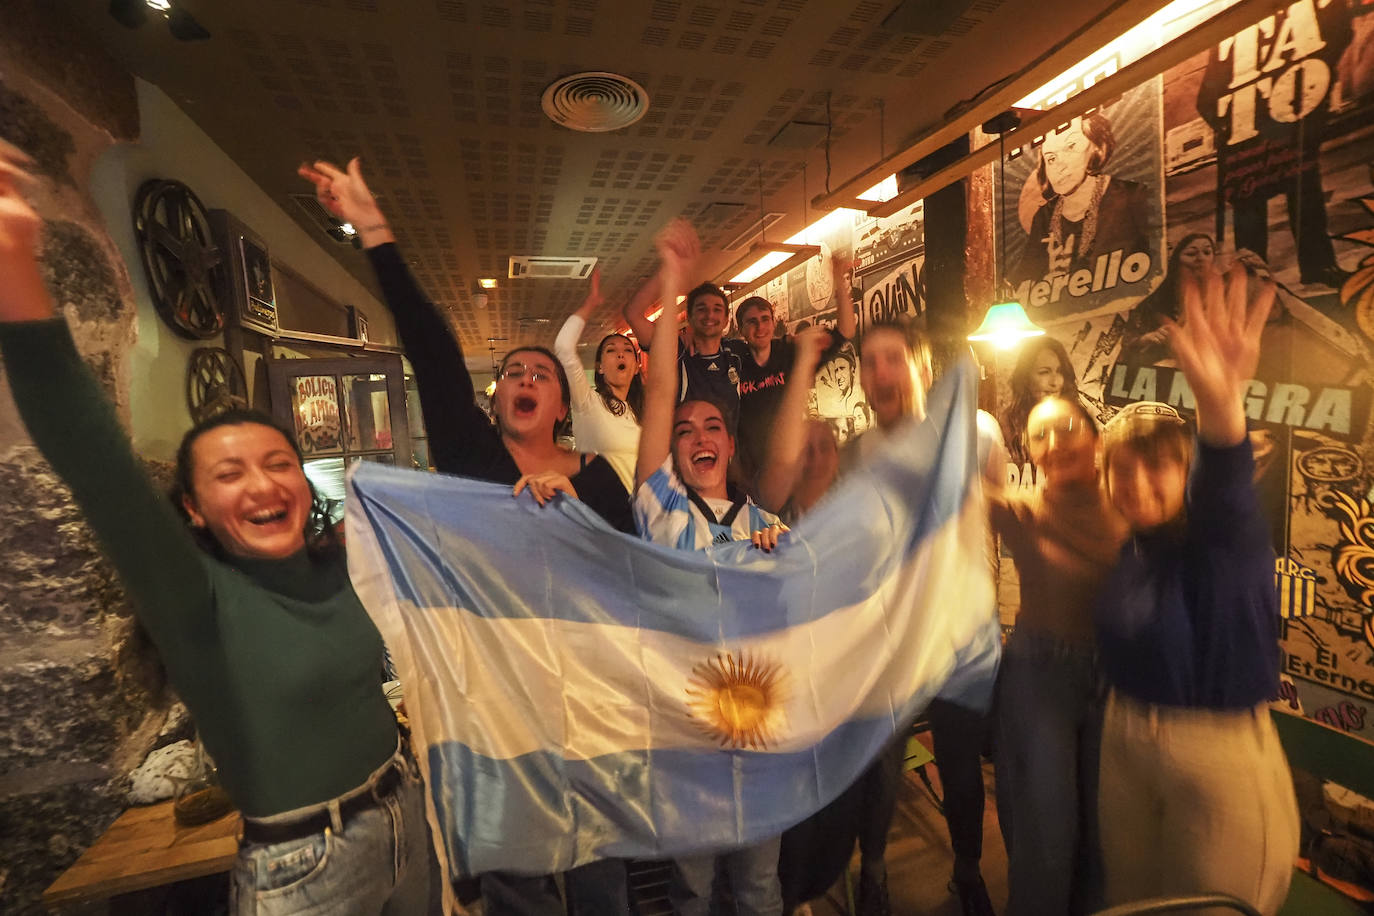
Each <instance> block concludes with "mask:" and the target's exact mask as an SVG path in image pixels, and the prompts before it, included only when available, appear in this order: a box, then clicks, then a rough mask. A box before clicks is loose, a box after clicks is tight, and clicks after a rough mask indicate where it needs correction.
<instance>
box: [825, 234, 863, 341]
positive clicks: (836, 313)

---

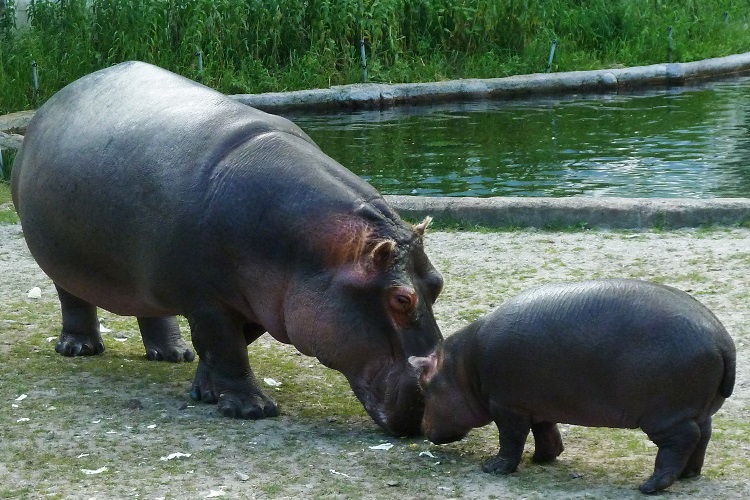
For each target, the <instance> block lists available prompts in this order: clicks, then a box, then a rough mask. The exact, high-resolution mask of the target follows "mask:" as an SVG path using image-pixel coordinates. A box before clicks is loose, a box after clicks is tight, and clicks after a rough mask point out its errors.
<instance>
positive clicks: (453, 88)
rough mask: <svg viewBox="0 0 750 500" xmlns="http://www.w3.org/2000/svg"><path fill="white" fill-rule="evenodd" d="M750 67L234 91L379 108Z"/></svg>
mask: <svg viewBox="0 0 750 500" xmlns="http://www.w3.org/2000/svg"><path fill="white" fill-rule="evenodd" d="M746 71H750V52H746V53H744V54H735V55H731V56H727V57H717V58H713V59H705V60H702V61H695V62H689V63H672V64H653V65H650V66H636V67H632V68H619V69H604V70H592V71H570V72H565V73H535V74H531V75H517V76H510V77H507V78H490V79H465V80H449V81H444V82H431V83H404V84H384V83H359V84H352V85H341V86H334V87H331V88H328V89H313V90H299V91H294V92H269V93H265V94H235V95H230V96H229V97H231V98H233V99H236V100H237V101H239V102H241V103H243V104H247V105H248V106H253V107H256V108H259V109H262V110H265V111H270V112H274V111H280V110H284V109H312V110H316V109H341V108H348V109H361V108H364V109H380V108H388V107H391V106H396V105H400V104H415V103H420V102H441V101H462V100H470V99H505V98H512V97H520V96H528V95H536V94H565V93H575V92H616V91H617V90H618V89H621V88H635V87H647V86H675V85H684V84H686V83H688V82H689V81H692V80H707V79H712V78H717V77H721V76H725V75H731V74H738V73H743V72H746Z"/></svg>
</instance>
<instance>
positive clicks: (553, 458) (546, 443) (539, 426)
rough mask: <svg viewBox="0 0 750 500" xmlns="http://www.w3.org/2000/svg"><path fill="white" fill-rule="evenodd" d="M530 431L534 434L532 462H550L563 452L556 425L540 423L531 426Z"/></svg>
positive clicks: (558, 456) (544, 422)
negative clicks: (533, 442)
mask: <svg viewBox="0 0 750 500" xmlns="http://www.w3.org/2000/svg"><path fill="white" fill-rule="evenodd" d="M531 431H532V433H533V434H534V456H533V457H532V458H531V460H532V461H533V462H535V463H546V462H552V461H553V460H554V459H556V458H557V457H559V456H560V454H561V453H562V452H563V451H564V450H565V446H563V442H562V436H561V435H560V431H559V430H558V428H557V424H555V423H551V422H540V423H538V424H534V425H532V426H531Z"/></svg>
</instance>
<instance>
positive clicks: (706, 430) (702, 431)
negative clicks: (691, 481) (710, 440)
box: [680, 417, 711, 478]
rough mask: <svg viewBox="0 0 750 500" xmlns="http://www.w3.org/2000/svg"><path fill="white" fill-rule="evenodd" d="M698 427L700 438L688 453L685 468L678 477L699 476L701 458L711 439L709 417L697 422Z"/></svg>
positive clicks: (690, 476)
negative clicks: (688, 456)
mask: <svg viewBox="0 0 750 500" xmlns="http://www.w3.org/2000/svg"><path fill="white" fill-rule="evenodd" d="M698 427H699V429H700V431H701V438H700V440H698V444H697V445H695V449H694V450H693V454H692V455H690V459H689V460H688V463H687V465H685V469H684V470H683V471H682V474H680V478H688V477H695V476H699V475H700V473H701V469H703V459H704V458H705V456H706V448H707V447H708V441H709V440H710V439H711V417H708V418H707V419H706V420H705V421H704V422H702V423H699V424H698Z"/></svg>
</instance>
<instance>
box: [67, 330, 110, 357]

* * *

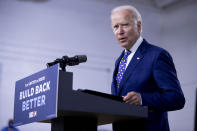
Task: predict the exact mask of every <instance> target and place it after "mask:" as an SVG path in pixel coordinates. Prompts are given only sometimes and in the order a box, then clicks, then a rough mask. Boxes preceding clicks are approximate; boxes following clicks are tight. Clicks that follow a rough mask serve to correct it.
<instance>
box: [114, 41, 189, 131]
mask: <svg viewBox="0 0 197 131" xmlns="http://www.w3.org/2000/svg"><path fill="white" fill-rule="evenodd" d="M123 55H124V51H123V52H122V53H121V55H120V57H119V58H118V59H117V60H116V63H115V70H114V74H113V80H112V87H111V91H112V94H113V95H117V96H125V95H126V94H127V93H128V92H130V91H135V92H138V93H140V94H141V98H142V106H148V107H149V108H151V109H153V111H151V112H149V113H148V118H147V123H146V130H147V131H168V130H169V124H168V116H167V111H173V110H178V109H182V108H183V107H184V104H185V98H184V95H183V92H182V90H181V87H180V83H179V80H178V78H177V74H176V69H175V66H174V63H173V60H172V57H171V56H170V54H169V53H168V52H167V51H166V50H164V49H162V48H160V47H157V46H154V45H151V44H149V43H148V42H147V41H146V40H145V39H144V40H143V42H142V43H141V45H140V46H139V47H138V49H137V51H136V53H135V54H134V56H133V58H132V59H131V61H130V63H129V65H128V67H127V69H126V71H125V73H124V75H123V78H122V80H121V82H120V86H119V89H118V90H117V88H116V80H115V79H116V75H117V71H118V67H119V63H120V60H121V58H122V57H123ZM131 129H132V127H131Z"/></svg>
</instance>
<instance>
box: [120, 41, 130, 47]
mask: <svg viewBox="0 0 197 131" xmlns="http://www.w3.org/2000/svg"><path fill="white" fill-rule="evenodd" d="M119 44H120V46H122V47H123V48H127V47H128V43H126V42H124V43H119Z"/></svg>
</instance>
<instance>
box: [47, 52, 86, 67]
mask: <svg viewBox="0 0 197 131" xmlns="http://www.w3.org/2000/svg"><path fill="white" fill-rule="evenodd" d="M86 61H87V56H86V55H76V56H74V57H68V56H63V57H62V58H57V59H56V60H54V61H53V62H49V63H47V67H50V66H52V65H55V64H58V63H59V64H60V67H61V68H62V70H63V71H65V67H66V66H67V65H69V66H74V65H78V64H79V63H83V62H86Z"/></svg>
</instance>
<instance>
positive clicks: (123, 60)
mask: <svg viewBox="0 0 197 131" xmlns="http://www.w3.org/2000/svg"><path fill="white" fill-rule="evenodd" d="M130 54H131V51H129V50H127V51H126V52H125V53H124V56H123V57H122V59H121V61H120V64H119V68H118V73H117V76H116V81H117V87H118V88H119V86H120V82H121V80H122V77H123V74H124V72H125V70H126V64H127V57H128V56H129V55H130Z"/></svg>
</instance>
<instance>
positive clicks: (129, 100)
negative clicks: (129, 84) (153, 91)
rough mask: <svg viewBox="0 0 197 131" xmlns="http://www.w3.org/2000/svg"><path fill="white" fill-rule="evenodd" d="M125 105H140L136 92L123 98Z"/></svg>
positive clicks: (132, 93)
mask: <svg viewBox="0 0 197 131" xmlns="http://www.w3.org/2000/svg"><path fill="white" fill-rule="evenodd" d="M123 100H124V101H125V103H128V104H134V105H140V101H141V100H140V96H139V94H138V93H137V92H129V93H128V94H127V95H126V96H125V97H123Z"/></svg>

Task instructions: Can you give back only the lines from the one with "Each <instance> block" up to and including the one with "box: [825, 234, 863, 341]", with "clicks" swapped for "points" and nothing else altered?

Output:
Each <instance> block concludes with "mask:" and the target's exact mask as an SVG path in image pixels, and the prompts before it, included only when available, appear in this order: a box, then points, then a rough mask. A box before points is loose, a box after points is tight, and points after a rough mask indicate where it needs correction.
<instance>
box: [825, 234, 863, 341]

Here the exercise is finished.